_TASK REQUIREMENTS_
Rewrite all of the material below, switching every occurrence of "Locations" to "Marked points" and leaving everything else unchanged. Omit the pictures from your answer.

_EXERCISE MATERIALS_
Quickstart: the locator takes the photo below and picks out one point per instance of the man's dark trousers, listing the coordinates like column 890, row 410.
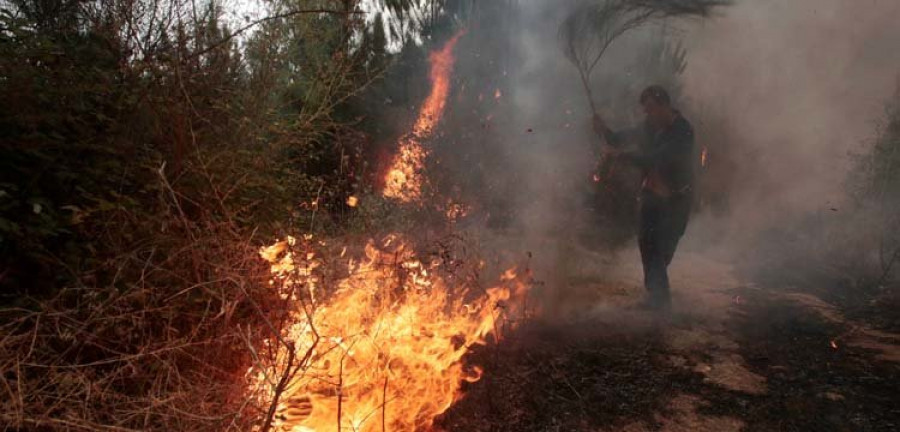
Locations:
column 663, row 221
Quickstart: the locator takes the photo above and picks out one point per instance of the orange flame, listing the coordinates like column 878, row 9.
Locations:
column 405, row 177
column 383, row 352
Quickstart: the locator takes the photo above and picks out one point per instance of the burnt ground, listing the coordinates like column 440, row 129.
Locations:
column 732, row 356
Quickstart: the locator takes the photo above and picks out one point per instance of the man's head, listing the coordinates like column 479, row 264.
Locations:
column 657, row 106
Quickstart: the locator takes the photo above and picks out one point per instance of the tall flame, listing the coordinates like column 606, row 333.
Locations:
column 405, row 177
column 384, row 352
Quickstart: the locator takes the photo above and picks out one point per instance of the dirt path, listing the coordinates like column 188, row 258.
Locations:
column 732, row 356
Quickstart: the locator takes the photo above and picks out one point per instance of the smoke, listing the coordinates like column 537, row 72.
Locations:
column 779, row 91
column 800, row 84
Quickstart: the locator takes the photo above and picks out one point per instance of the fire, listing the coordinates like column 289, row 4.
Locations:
column 405, row 177
column 383, row 352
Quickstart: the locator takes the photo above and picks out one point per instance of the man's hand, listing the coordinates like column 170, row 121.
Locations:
column 600, row 126
column 610, row 151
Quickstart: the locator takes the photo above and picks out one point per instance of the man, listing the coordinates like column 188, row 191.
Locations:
column 663, row 149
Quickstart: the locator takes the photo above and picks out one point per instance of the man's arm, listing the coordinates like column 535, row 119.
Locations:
column 615, row 139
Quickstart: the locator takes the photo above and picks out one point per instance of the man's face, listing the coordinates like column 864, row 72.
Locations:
column 657, row 113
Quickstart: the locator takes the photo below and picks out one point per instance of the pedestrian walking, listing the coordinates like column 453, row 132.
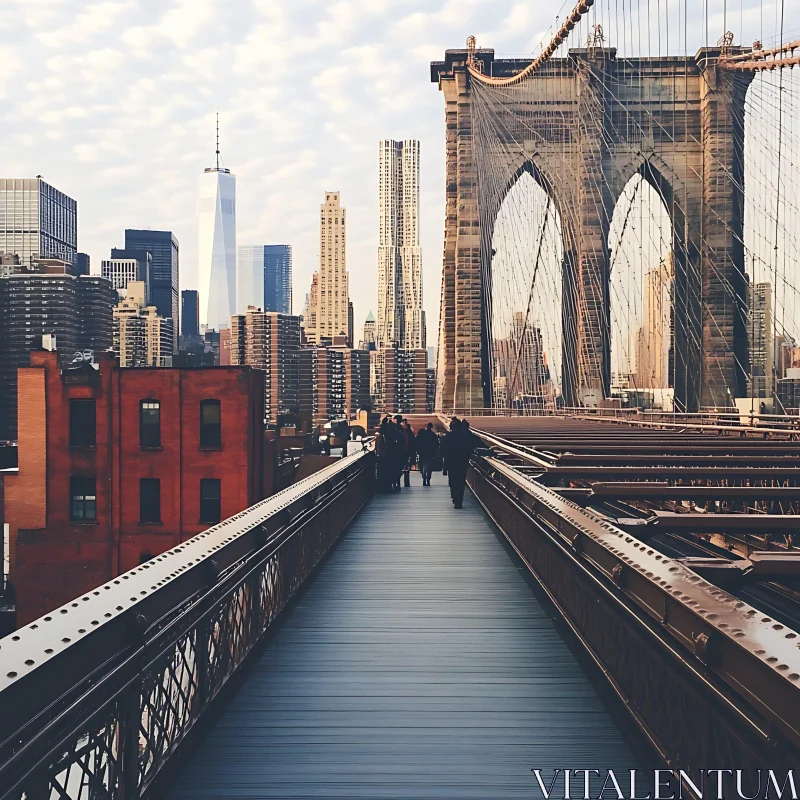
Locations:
column 460, row 450
column 446, row 449
column 409, row 453
column 382, row 457
column 427, row 447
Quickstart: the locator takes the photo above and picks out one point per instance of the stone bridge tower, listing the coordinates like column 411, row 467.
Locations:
column 677, row 122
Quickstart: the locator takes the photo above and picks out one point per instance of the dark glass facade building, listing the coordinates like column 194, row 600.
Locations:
column 278, row 278
column 77, row 310
column 37, row 221
column 190, row 312
column 164, row 251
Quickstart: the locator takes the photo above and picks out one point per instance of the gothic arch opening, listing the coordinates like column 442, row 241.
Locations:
column 641, row 293
column 526, row 288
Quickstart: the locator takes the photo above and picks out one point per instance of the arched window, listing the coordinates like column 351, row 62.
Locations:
column 210, row 424
column 149, row 423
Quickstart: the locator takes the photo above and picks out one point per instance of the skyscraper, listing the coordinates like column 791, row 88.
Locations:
column 217, row 244
column 400, row 317
column 278, row 278
column 309, row 324
column 368, row 340
column 249, row 277
column 271, row 342
column 125, row 266
column 190, row 313
column 761, row 333
column 333, row 296
column 165, row 269
column 264, row 277
column 37, row 220
column 76, row 310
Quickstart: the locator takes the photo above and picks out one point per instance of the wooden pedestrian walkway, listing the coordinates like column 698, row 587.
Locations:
column 418, row 664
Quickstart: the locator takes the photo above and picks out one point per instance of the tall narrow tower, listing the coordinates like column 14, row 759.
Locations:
column 333, row 297
column 217, row 244
column 400, row 317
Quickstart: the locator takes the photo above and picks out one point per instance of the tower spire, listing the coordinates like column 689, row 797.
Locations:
column 217, row 139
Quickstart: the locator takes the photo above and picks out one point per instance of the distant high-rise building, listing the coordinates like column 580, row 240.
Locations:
column 521, row 377
column 271, row 342
column 653, row 341
column 190, row 313
column 368, row 340
column 249, row 277
column 762, row 343
column 309, row 324
column 332, row 294
column 351, row 324
column 278, row 278
column 400, row 317
column 430, row 390
column 164, row 271
column 142, row 338
column 37, row 220
column 77, row 311
column 264, row 278
column 217, row 245
column 9, row 264
column 126, row 266
column 402, row 387
column 83, row 264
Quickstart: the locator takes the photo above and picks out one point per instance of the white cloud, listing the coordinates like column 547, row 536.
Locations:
column 114, row 101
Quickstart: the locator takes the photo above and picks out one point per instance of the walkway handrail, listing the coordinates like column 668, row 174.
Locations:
column 101, row 692
column 732, row 421
column 746, row 663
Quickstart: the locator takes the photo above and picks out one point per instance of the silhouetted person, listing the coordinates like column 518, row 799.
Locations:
column 427, row 445
column 460, row 449
column 382, row 454
column 409, row 453
column 446, row 447
column 394, row 454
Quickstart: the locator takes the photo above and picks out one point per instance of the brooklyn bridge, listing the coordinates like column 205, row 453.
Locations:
column 621, row 589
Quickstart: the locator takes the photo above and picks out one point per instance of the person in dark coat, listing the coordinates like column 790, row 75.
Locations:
column 409, row 452
column 427, row 445
column 394, row 454
column 446, row 447
column 459, row 452
column 382, row 454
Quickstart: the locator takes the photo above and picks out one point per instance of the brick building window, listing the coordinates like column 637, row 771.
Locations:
column 149, row 500
column 210, row 501
column 82, row 423
column 149, row 423
column 210, row 424
column 82, row 500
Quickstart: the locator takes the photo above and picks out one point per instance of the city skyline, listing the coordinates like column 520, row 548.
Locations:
column 128, row 145
column 128, row 139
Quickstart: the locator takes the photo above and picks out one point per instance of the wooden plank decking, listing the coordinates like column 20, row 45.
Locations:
column 418, row 664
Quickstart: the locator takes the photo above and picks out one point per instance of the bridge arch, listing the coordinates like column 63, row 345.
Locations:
column 529, row 238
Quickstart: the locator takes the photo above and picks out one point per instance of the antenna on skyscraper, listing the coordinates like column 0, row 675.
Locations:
column 218, row 139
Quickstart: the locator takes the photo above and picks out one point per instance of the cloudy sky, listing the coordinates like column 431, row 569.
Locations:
column 113, row 102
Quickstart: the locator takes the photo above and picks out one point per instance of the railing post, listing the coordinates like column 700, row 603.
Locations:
column 130, row 717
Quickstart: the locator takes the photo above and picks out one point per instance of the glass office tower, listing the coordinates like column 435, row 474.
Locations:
column 278, row 278
column 164, row 272
column 37, row 220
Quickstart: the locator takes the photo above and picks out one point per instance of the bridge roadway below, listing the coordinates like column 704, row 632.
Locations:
column 417, row 664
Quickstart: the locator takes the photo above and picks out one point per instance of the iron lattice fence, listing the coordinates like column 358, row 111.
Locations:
column 124, row 682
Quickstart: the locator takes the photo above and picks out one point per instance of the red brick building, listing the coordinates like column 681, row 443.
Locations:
column 119, row 465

_RESULT_
Quickstart: the locator takes the photo below and picks out one point per instance of the man's dark trousers, listing the coordinates like column 890, row 410.
Marked points:
column 663, row 221
Quickstart: the locator takes the photo above and picks out one point per instance of the orange flame, listing the coordinates like column 878, row 9.
Marked points:
column 405, row 177
column 383, row 352
Quickstart: the locator takes the photo above and picks out one point per instance of the burnt ground, listing the coordinates like column 440, row 129.
Marked points:
column 732, row 356
Quickstart: the locator takes the photo above and picks out one point per instance of the man's head, listing the coordinates like column 479, row 264.
Marked points:
column 657, row 106
Quickstart: the locator takes the photo above and picks out one point per instance of the tall flame, listing the coordinates like column 606, row 333.
Marked points:
column 405, row 177
column 384, row 352
Quickstart: the locator takes the photo above and picks out one point per instance of the dirt path, listing the coordinates like column 188, row 258.
Marked points:
column 732, row 356
Quickstart: the locator takes the photo above and picks out one point per instance of the smoke, listing the coordinates like column 537, row 72.
Marked points:
column 779, row 91
column 800, row 84
Quickstart: the locator takes the photo above and picks out one point per instance of the fire, listing the coordinates like column 289, row 4.
Marked points:
column 405, row 177
column 383, row 352
Quickstart: the locator takes the photo above and picks out one point per instance of the man's hand, listing the coordinates like column 170, row 121.
Marked points:
column 600, row 126
column 610, row 151
Quickstart: the locator takes the photo above and picks out one point per instance of the man, listing the coordinates like column 188, row 191.
Marked points:
column 663, row 149
Quickstart: the locator takes the photo above and picks out one point per instance of the man's arm, listing the coordinates like column 535, row 119.
Marked points:
column 615, row 139
Quickstart: the locator takes the photo above and picks out one point per instance of the man's face, listing the coordinates like column 864, row 72.
Marked points:
column 657, row 113
Quickstart: the locator takes the photo below and picks out one point per instance of the pedestrian walking, listing the coordinates like column 453, row 132.
Marked points:
column 460, row 450
column 446, row 449
column 409, row 453
column 382, row 457
column 427, row 447
Quickstart: the locator takes the photo above and picks out one point per instance of the stone bridge tower, listing the coordinates like column 411, row 467.
Marked points:
column 677, row 122
Quickstart: the locator takes the photo above and picks out one point per instance of the dark glass facade building, listing the coordinates like column 194, row 600.
Marked points:
column 278, row 278
column 77, row 310
column 37, row 221
column 190, row 312
column 164, row 251
Quickstart: the locator takes the photo above and picks out one point per instance of the gothic arch opening, listing the coordinates like column 442, row 241.
Marked points:
column 641, row 293
column 526, row 288
Quickstart: the locator takes the photo above and picks out one point per instance of the arched window, listing the coordinates like column 351, row 62.
Marked points:
column 210, row 424
column 149, row 423
Quickstart: the locator takes the photo above and picks out one point per instance of the skyscraper, listing the coordinates like column 791, row 88.
Marked points:
column 217, row 244
column 400, row 317
column 278, row 278
column 309, row 324
column 368, row 340
column 249, row 277
column 271, row 342
column 125, row 266
column 190, row 313
column 761, row 333
column 333, row 296
column 165, row 269
column 264, row 277
column 37, row 220
column 76, row 310
Quickstart: the locator takes the photo above and picks out one point per instance of the wooden pedestrian walkway, listing the coordinates like column 698, row 587.
Marked points:
column 418, row 664
Quickstart: the locator takes the photo above and picks out one point per instance of the tall narrow tower, listing the coordinates like column 14, row 759.
Marked points:
column 333, row 297
column 217, row 244
column 400, row 317
Quickstart: the locator takes the photo above and picks out one point per instance of the tower spire, listing the coordinates like column 689, row 797.
Marked points:
column 217, row 139
Quickstart: the locator takes the photo above and picks out one point per instance of the distant high-rise building, listing the coordinates like column 580, row 240.
Marked points:
column 521, row 377
column 271, row 342
column 653, row 341
column 190, row 313
column 368, row 340
column 249, row 277
column 762, row 343
column 309, row 324
column 332, row 294
column 351, row 324
column 278, row 278
column 400, row 317
column 430, row 390
column 164, row 271
column 142, row 338
column 37, row 220
column 77, row 311
column 264, row 278
column 217, row 245
column 9, row 264
column 126, row 266
column 402, row 387
column 83, row 264
Quickstart: the locator takes the photo above and picks out one point per instance of the white cloud, listing the coordinates like column 547, row 536.
Marked points:
column 114, row 101
Quickstart: the locator takes the photo above and picks out one point per instance of the walkway handrail, listing the coordinates like column 668, row 174.
Marked points:
column 101, row 692
column 732, row 421
column 746, row 663
Quickstart: the locator takes the photo above and picks out one point per instance of the silhouetted person, listing the coordinates like column 518, row 799.
Marked points:
column 427, row 445
column 460, row 449
column 382, row 454
column 409, row 453
column 446, row 447
column 394, row 454
Quickstart: the locator takes the photo above and picks out one point per instance of the brooklyn bridge, listing the coordinates like column 205, row 453.
Marked points:
column 621, row 589
Quickstart: the locator takes the photo above and picks out one point per instance of the person in dark coat, listing the coordinates like column 790, row 75.
Marked points:
column 409, row 452
column 427, row 445
column 394, row 454
column 446, row 447
column 459, row 452
column 382, row 454
Quickstart: the locator takes the photo above and picks out one point per instance of the brick building window, listing the coordinates like column 637, row 771.
Marked points:
column 149, row 500
column 210, row 501
column 82, row 423
column 149, row 423
column 210, row 424
column 82, row 500
Quickstart: the locator takes the photo above and picks out one point per instance of the city skyline, listing the coordinates like column 520, row 548.
Marked points:
column 128, row 145
column 128, row 139
Quickstart: the locator takes the photo above and picks out one point per instance of the wooden plank decking, listing the coordinates like column 20, row 45.
Marked points:
column 418, row 664
Quickstart: the locator takes the photo above and picks out one point per instance of the bridge arch, listing the coordinates like column 63, row 345.
Marked points:
column 529, row 238
Quickstart: the locator takes the photo above and picks out one point per instance of the antenna on skyscraper, listing the coordinates like column 0, row 675.
Marked points:
column 218, row 139
Quickstart: the locator takes the photo above and picks out one point per instance of the cloudy sky, listing the coordinates like column 431, row 569.
Marked points:
column 113, row 102
Quickstart: the locator takes the photo above and picks out one point per instance of the railing post, listing the coordinates like column 700, row 603.
Marked points:
column 130, row 717
Quickstart: the locator takes the photo above and picks out one point per instance of the glass office tower, listing the coordinates like column 435, row 474.
Marked points:
column 278, row 278
column 164, row 272
column 37, row 220
Quickstart: the locator takes the photo above and picks out one point per instance of the bridge roadway below, listing the coordinates like column 704, row 632.
Marked points:
column 417, row 664
Quickstart: the locator takes the photo above and picks out one point per instance of the iron lattice fence, listing the coordinates like column 358, row 111.
Marked points:
column 124, row 682
Quickstart: the locator takes the photo above and picks out one point per instance of the red brick building, listing the coordinates like column 681, row 443.
Marked points:
column 119, row 465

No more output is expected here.